▶ [Input for this task]
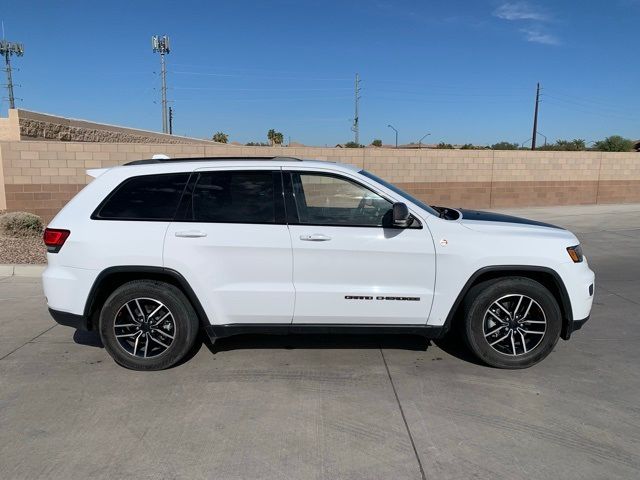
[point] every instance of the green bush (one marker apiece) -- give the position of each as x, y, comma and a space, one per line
20, 224
614, 143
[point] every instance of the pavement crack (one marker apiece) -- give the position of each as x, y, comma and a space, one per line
26, 343
404, 418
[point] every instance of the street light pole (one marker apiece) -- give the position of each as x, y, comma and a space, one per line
420, 141
394, 129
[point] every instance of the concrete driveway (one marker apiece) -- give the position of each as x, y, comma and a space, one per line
333, 407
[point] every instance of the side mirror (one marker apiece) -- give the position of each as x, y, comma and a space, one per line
401, 216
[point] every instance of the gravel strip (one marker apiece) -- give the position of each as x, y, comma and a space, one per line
29, 250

▶ [Task description] Copy out every line above, word for word, minus images.

▶ [Solution to the problem]
[point] every instance of the green bush (one marker apiece) -- give the position of each as x, y, comma and a space, one per line
20, 224
614, 143
[point] every instance of the pavement crack (one marker apiece) -- give the position of each as x, y, comma and a space, one per line
26, 343
404, 418
[point] every instance of the street light pole (one marker apiece) -- give the position of each as x, y, comma and a space, one per line
420, 141
394, 129
[point] every instance of the concrete driveway (one marker apiece) -- give the position of each as x, y, comma and a space, one per line
333, 407
[point] every instance of the side mirror (one marker apiece) -- give the position of each as x, y, comma and a space, one per line
401, 216
[point] every instance of the gravel strip (one marker apiece) -- give the position of each as x, y, comma and a space, one per line
29, 250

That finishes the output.